WHAT YOU NEED TO DO | Reproduce the entries word for word, and omit any picture you find in them.

MATERIAL |
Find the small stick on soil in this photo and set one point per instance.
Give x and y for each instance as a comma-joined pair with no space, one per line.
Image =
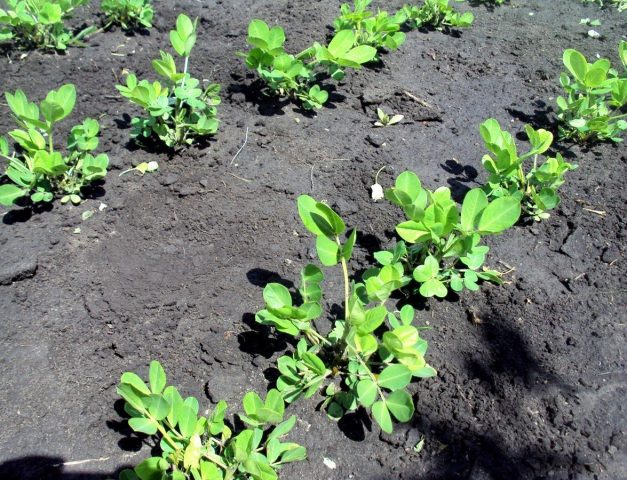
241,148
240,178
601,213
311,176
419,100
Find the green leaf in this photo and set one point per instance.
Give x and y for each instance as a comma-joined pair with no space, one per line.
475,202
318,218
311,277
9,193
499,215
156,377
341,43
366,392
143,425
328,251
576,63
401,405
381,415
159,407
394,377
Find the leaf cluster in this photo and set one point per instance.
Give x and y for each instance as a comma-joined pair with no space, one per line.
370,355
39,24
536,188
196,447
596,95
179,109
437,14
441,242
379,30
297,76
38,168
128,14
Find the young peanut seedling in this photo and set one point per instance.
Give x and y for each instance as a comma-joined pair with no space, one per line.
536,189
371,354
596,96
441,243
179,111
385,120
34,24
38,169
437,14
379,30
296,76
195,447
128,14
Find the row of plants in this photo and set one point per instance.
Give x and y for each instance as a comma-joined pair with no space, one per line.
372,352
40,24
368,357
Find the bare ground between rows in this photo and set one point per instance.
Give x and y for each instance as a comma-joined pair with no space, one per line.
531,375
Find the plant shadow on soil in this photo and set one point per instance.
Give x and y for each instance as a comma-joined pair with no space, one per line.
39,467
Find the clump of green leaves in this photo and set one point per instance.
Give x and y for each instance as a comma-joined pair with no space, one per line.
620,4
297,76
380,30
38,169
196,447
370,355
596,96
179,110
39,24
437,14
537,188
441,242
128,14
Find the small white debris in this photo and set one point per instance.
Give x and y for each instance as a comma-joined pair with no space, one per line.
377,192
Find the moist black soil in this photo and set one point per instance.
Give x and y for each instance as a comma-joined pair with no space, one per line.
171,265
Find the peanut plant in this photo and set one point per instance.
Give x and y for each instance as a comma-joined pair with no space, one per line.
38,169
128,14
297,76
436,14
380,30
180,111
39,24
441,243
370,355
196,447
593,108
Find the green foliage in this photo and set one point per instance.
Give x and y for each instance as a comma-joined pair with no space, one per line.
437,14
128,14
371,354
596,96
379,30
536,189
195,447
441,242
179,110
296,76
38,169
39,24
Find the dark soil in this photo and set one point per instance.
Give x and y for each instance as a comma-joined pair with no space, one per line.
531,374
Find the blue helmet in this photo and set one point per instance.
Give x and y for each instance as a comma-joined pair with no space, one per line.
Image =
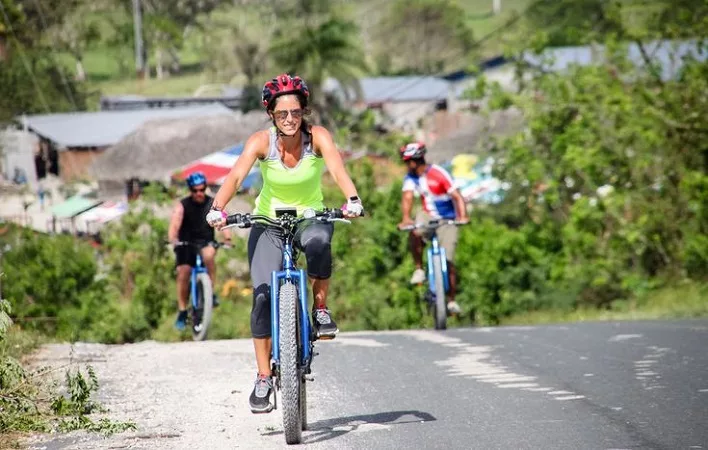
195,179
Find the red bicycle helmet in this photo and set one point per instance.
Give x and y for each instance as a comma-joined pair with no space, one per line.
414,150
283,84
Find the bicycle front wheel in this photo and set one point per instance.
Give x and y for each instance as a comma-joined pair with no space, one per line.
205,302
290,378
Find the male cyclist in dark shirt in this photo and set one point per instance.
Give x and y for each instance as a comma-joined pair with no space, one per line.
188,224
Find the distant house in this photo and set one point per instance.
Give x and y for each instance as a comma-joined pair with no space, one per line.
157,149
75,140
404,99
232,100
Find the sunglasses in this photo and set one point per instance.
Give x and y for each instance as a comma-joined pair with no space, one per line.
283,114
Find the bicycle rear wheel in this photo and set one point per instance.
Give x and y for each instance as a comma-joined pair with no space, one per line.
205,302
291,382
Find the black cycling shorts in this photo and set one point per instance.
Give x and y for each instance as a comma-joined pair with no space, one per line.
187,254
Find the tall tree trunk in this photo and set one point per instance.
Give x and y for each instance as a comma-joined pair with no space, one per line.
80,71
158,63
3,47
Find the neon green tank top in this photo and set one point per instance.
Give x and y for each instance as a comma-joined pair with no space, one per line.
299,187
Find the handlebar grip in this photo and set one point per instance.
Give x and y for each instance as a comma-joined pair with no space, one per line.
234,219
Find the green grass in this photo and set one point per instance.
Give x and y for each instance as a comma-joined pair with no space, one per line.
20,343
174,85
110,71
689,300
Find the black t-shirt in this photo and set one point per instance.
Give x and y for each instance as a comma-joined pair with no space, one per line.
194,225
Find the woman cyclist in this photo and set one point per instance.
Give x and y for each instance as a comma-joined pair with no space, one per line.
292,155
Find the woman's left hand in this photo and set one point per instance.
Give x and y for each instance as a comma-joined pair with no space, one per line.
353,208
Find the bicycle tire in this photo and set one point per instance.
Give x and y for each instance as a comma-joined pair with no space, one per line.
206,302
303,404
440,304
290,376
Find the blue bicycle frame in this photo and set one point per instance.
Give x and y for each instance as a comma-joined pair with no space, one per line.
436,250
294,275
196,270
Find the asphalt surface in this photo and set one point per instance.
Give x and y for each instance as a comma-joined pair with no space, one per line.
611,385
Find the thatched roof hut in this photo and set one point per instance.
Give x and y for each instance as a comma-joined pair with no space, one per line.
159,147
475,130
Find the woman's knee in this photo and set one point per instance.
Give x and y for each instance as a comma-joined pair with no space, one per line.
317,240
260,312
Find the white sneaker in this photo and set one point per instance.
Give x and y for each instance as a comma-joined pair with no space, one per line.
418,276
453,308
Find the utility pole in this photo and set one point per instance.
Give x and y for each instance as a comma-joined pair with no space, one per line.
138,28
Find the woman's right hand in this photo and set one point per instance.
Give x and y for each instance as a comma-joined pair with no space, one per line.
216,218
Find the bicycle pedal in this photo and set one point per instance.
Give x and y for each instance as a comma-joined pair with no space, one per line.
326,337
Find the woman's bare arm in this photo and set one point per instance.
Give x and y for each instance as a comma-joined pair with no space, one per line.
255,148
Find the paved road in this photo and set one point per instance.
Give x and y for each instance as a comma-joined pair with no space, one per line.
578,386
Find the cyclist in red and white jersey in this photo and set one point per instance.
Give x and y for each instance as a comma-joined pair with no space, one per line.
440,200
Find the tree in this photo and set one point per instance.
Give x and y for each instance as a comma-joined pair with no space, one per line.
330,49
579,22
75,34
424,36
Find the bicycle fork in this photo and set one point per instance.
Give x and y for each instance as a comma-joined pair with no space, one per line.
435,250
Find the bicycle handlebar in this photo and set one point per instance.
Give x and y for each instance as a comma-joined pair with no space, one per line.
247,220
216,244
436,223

WRITTEN REPLY |
Find the small stick on soil in this photo and set one point per instance.
Give x and y for each instance as a comma-joined pair with no space, one per line.
Image =
241,148
240,178
601,213
311,176
419,100
Find the green leaf in this photo and set one point per instance.
Give x and y for each instance as a comma-joined pair with no space, one per line.
475,202
318,218
311,277
9,193
499,215
156,377
341,43
366,392
143,425
328,251
576,63
401,405
381,415
159,407
394,377
Find the leaf cluster in this photo and set one point per instance.
Give x and y for each instance as a comma-joined pair with no space, one per line.
370,355
39,24
536,188
196,447
596,95
179,109
437,14
441,242
379,30
297,76
38,168
128,14
Find the young peanut seedling in this photo and set one point per instance.
Give x and y for each instance as a comma-joined pair with no space, one per line.
536,189
371,354
596,96
441,243
179,111
385,120
34,24
38,169
437,14
379,30
296,76
195,447
128,14
Find the row of plants in this photo and set one point per instance.
Give x and y for each instance as a comma-joined pair with no space, one per line.
372,352
40,24
368,357
Find the bare ground between rows in this photo and set one point per instance.
Give x and y for each instance as a comma-joined pair with no space, one per line.
531,375
Find the plant shadow on soil in this photo and set one point per instance.
Give x and y for each instance as a comma-joined pair with no space, one per line.
39,467
Find the clump of green leaves in this photo and set one point per instance.
Give x and y for each instance as a comma-joined pair with no space, one per line.
620,4
297,76
380,30
38,169
196,447
370,355
596,96
179,110
39,24
437,14
537,188
441,242
128,14
Find the small white debris in this photo and set one point per instance.
Give x and y for each instance as a comma-joined pair with no space, one per line.
377,192
Find the moist black soil in this photo and set one point per instance.
Give x and y for each instance as a comma-joined pair with no space, one per line.
171,265
Find the peanut plant in this photo and set one point per instance.
Give x and y for each instance as a comma-joined pair with no space, one per line.
38,169
128,14
297,76
436,14
380,30
180,111
39,24
441,243
370,355
196,447
593,108
Find the green foliage in this photo and set one point per instance.
Give x and y for each instance as a comma-joined pair with no space, one per line.
437,14
128,14
371,354
596,96
379,30
536,189
195,447
441,242
179,110
296,76
38,169
39,24
Find the dark soil in this photo and set one point per instance.
Give x and y for each instance as a comma-joined pair with no space, one per line.
531,374
Find the blue helmet in this photo and set one point per instance.
Give x and y for each instance as a comma-joined pair with no space, one per line.
Image =
195,179
Find the red bicycle helmet in this photo and set one point per instance.
Give x and y for each instance as a comma-joined pair with no space, one per line.
414,150
283,84
Find the bicycle front wheel in this photo and set one point per instance.
Give x and y for each instance as a comma-joined pair with no space, one per line.
205,302
290,378
Find the male cyclist in dark shirt in this photo and set one point per instance.
Give x and y for each instance as a comma-joined pair with no space, one per line.
188,224
Find the distant house in this photo and set one point per instance.
Give x and y for each instance as a comma-joined pair with no space, one per line.
157,149
75,140
404,99
232,100
Find the sunglasses in this photo and set one point per instance.
Give x and y for each instance as a comma-joined pair with no space, one per line.
283,114
Find the bicycle rear wheel in this photo and set one point per instance.
Give x and y for each instance as a comma-joined pair with no space, one per line.
205,302
291,382
Find the black cycling shorts in this photo and set one point per instance.
Give x and y for each instance as a comma-joined pair with no space, one per line.
187,254
Find the tall tree trunk in this photo and set one point per instance.
Give x and y for each instance as a comma-joined pair with no space, one per line.
80,71
158,63
3,47
Find the neon green tank top in this photo and set one point per instance.
Give x and y for each instance as a comma-joined pair with no space, one per line.
299,187
Find the handlebar grip in this photo and set one point per instance.
Give x and y for each instance as a comma-joined pair with no space, one per line.
234,219
Find the green grass in this photo and set one point per instance.
Give x and y for each instance as a comma-joined pair with no space, one per line.
20,343
174,85
110,71
689,300
Find the black t-shirt in this photo and set one point per instance.
Give x and y for each instance as a comma-joined pair with no space, one per line.
194,225
Find the woman cyclist in this photo and set one point per instance.
Give x and y for each instance as a comma-joined pair with no space, one per line.
292,155
Find the woman's left hand in this photo and set one point per instance.
Give x and y for each instance as a comma-joined pair with no space, one per line.
353,208
Find the bicycle tire in this photo and set one point per instance.
Give x and y for each instance as a comma-joined pair with no space, one per line.
206,302
303,404
440,304
290,376
Find the blue bicycle frame in this photo and set one point per instance.
Give x and y for each instance as a comma-joined pair with no space, one per line.
436,250
294,275
196,270
Find the asphalt surface in this photo and set one point per instance.
Give x and y for each instance as a comma-joined pair with no space, one per line.
611,385
Find the thatched roof hut in this photo and set one point per instance.
Give x and y for each instance as a comma-joined pair with no space, one per line.
159,147
475,130
Find the woman's knee in this photo and set one point per instance.
Give x and y for each instance as a comma-joined pair with no space, one per line.
317,240
260,312
Find the white sneaker in this photo and set one point per instance.
Give x and y for each instance as a comma-joined pair with no space, one per line.
418,276
453,308
Find the utility pole in this photo and set one point per instance.
Give x and y for each instance as a comma-joined pair with no space, one per line.
138,28
Find the woman's right hand in this photo and set one point per instance.
Give x and y for each instance as a comma-joined pair with no space, one per line.
216,218
Find the bicycle pedal in this photo and set one point per instance.
Give x and y for each instance as a comma-joined pair with no space, one per line.
326,337
Find the woman's bare arm in this photo and set one point per instance.
Give x and y for each instance as a comma-joined pair with no space, one per line.
255,148
Find the paved road in this photo and set one point per instance.
Give x and y for each instance as a comma-joined pair with no space, one per line.
578,386
Find the cyclist in red and white jersey in this photo and set one point per instance.
Give x and y for each instance as a comma-joined pair with no space, one per line.
440,200
Find the tree in this photo and set one point per instance.
Give x and y for each instance as a comma-joined pair with no space, one per line.
330,49
579,22
75,34
424,36
Find the bicycle fork in this photo and set one point per instance.
Give x and y for each instance as a comma-joined pair with no space, one per line.
435,250
Find the bicycle handlebar in this photo and set one point per instance.
Give x and y for each instance as a comma-joined pair with no space, one per line.
247,220
216,244
436,223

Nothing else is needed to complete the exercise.